● **WORK TO COMPLETE**
Please copy everything from the line containing "Kindly give the mask of every instance of the fish" down to the end of the records.

(Segmentation dataset excerpts)

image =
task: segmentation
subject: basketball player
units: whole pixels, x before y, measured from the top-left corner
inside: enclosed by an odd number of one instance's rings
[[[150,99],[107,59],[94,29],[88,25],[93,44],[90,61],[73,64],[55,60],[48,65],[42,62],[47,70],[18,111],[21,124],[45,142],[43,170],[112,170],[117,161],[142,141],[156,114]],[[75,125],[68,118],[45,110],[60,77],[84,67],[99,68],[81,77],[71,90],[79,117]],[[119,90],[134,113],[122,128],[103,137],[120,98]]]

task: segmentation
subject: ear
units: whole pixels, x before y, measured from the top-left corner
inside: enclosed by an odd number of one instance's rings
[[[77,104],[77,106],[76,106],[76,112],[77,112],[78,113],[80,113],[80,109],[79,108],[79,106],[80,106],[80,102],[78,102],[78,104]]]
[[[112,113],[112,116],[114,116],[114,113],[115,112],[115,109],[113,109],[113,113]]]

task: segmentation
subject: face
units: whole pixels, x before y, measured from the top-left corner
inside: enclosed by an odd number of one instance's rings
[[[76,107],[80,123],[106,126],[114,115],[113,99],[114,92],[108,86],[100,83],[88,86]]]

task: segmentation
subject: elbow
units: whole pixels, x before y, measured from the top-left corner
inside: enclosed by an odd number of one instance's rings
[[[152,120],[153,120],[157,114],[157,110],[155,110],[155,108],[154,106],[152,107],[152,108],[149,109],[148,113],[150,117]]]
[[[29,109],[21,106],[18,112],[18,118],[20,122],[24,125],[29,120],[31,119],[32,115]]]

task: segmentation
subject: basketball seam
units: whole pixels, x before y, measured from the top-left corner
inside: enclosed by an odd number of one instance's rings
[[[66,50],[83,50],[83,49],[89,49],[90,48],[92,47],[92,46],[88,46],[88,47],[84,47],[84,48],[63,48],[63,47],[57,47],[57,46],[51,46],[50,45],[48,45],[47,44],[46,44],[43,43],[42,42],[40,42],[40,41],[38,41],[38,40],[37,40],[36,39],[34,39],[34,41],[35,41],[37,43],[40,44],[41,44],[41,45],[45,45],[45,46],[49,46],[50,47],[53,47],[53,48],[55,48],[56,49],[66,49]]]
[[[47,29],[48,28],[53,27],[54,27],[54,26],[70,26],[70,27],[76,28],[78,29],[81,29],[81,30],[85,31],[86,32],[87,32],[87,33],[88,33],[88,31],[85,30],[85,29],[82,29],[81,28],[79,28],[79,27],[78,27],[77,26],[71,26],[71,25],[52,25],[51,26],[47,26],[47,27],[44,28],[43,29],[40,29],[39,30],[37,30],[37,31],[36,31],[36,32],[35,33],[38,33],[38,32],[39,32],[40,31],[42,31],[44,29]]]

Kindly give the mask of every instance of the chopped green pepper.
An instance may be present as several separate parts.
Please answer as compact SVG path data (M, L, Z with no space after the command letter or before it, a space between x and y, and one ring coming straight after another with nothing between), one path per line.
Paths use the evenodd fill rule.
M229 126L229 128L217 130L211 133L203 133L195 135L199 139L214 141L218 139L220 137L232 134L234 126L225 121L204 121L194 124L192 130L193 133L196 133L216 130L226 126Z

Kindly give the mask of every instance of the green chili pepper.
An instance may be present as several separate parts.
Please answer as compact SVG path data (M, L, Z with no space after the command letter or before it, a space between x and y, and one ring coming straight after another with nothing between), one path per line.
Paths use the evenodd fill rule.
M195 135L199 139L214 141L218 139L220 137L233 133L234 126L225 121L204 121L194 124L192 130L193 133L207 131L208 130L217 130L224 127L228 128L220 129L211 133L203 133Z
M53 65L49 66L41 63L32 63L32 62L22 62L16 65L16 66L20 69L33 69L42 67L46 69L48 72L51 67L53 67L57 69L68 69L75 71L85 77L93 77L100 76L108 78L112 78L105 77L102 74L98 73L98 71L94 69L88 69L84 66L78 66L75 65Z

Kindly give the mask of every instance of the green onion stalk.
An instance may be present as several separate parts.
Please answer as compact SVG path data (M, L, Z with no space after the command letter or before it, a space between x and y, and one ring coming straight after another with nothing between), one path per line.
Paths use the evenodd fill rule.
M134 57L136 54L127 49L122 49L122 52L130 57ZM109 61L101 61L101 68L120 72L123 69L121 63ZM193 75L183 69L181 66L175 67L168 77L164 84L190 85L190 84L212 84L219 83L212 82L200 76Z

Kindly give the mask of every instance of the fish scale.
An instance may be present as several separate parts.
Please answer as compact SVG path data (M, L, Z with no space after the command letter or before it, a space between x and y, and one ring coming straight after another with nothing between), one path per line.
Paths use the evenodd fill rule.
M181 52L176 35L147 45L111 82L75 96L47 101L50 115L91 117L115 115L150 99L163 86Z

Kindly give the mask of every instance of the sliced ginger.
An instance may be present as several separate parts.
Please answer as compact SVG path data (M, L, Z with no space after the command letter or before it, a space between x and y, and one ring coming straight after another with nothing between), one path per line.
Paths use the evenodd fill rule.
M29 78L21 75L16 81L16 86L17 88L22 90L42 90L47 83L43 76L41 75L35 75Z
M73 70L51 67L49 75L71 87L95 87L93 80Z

● **WRITTEN ANSWER**
Kindly give the mask of every instance of the fish scale.
An instance may be present as several separate parts.
Please answer as compact SVG path data (M, L, Z with no space after the command letter or before it, a space between x and y, and one ring coming straight after another with nothing between), one path per line.
Paths use the evenodd fill rule.
M181 52L176 35L147 45L111 82L75 96L47 101L50 115L91 117L115 115L150 99L163 86Z

Kindly give the mask of every instance of the sliced ginger.
An instance may be present as several separate parts.
Please answer as compact SVG path data (M, L, Z with no space after the command letter or before it, a space between x and y, and one ring coming straight after another with nothing between), one path per line.
Paths use the evenodd fill rule.
M29 78L21 75L16 81L16 86L17 88L22 90L42 90L47 83L43 76L41 75L35 75Z
M73 70L51 67L49 75L71 87L95 87L93 80Z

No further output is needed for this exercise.